■ Work to be completed
Carry on the discussion of bear population counts from where it stops.

━━━━━ Text extract ━━━━━

Vicki I don’t think anyone had found a good way to count bears yet. In Alaska the number is supposed to be around 30,000 bears. One area I know well was supposed to have 780 bears by an extrapolated count. Some student scientists watched a salmon feeding area where the bears for that area congregated for 24 hours for two summer seasons and counted a total of about 60 different bears. Accounting for some error on both parts, it is still a huge difference. If you extrapolate that difference statewide, there could be a huge error in the count. A number of animals killed can be really serious if the population estimates are off, and so far, the way to count bears is by guess and by golly in whatever habitat they might use.
I fail to see a problem here, by population estimates roughly 2.5 % of the population was harvested if that. I would bet that there are way more than 17000 bears in BC anyways. Its truly hard to comprehend how big BC is..

━━━━━ Records shown ━━━━━

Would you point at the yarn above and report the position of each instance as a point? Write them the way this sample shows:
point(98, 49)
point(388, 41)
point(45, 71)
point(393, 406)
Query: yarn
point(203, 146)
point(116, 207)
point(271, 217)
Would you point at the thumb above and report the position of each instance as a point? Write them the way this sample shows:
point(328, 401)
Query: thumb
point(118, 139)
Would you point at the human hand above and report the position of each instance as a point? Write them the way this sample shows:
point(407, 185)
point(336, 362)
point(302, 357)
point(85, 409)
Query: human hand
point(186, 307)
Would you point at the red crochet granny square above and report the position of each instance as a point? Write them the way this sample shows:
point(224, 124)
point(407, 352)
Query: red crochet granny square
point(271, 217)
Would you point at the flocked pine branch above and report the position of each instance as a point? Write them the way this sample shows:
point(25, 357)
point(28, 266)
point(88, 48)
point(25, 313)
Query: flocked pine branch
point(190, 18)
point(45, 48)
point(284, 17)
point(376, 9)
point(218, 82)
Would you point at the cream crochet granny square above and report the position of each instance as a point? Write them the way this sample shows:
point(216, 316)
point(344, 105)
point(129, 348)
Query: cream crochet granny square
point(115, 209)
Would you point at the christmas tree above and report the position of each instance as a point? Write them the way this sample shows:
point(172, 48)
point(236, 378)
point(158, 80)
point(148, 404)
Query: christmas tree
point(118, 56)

━━━━━
━━━━━ Records shown ━━━━━

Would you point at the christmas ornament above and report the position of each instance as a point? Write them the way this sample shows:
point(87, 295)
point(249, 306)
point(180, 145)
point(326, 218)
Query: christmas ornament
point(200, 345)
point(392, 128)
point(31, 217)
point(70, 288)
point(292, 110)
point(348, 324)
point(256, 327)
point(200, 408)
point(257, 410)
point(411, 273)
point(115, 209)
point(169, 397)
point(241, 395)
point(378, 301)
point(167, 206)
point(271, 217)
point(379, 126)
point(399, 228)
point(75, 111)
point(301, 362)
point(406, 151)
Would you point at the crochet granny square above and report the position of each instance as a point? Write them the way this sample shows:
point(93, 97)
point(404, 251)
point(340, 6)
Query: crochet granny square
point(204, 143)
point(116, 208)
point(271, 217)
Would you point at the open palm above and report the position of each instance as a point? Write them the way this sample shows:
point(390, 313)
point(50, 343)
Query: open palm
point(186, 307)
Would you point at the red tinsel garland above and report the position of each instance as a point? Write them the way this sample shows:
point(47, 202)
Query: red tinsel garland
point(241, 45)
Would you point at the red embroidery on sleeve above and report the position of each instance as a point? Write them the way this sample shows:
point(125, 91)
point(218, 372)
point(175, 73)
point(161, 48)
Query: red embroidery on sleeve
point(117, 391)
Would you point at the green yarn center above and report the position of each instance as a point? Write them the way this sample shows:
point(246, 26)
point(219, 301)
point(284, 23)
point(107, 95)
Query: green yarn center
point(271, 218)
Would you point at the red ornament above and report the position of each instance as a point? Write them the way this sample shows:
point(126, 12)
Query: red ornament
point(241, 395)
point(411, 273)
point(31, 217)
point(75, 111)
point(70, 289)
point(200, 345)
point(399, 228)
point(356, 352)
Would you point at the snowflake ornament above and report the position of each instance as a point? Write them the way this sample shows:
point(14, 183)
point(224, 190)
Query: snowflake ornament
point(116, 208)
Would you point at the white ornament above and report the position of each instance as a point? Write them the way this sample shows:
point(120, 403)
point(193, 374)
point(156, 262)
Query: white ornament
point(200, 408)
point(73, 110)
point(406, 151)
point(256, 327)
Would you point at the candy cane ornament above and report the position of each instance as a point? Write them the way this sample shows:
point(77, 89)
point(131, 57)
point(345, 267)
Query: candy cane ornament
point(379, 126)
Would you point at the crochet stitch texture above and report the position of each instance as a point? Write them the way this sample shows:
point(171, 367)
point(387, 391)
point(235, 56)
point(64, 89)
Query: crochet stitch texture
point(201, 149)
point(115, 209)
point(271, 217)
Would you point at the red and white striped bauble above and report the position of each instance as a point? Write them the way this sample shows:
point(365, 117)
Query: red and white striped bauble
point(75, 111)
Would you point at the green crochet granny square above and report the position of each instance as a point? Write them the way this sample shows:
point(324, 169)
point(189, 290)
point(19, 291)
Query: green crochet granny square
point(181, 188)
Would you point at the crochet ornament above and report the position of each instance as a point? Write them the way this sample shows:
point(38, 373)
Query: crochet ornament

━━━━━
━━━━━ Records shown ━━━━━

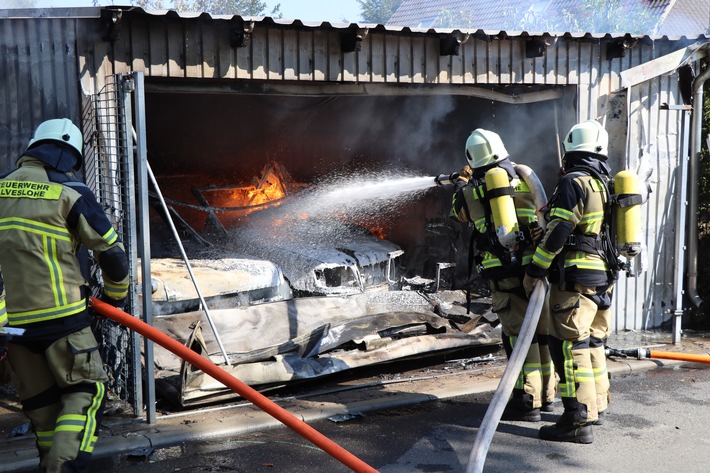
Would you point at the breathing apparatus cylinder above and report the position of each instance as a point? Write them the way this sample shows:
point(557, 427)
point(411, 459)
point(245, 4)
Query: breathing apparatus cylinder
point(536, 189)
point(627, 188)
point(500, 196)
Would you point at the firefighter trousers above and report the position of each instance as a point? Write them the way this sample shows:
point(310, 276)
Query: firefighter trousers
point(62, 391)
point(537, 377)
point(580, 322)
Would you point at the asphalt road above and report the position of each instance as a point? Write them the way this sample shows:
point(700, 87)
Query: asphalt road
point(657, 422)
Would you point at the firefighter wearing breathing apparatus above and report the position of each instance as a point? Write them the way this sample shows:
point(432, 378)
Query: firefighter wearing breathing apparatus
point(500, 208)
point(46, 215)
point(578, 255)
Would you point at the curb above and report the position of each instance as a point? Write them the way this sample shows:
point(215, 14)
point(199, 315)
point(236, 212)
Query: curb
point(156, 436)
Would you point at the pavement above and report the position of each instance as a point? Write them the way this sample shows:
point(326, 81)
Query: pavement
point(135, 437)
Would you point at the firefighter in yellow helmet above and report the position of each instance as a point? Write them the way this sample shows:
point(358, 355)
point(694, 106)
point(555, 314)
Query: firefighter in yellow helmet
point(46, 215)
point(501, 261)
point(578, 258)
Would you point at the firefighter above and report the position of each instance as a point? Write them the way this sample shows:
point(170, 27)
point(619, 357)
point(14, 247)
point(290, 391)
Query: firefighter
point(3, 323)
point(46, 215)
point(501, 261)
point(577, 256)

━━━━━

■ Written answer
Linda,
There are much better ways to count bears than watching 1 feeding stream. Not all bears in AK gravitate towards salmon and or 1 specific location. In 1 drainiage on the kenai peninsula I saw 19 different bears in a 3 day time span, over a summer of fishing there I would venture to say that I saw 30 different bears. Now the population estimates for the whole peninsula is less than 400 bears which is a huge underestimate IMHO as I have seen over a 100 in the many years I have been there. In the inhabitated areas of the Peninsula (less a 15% total land area) there are over 20 problem bears killed a year with no decrease in population and no hunting season.
BC is huge and it’s great, but the number of grizzlies needs more than an a seat-of-pants guess if you are going to set a proper hunting season
Ralph,
How would you propose doing the population survey in a cost efficient method?
Also please send me an email I have another issue you should be looking into.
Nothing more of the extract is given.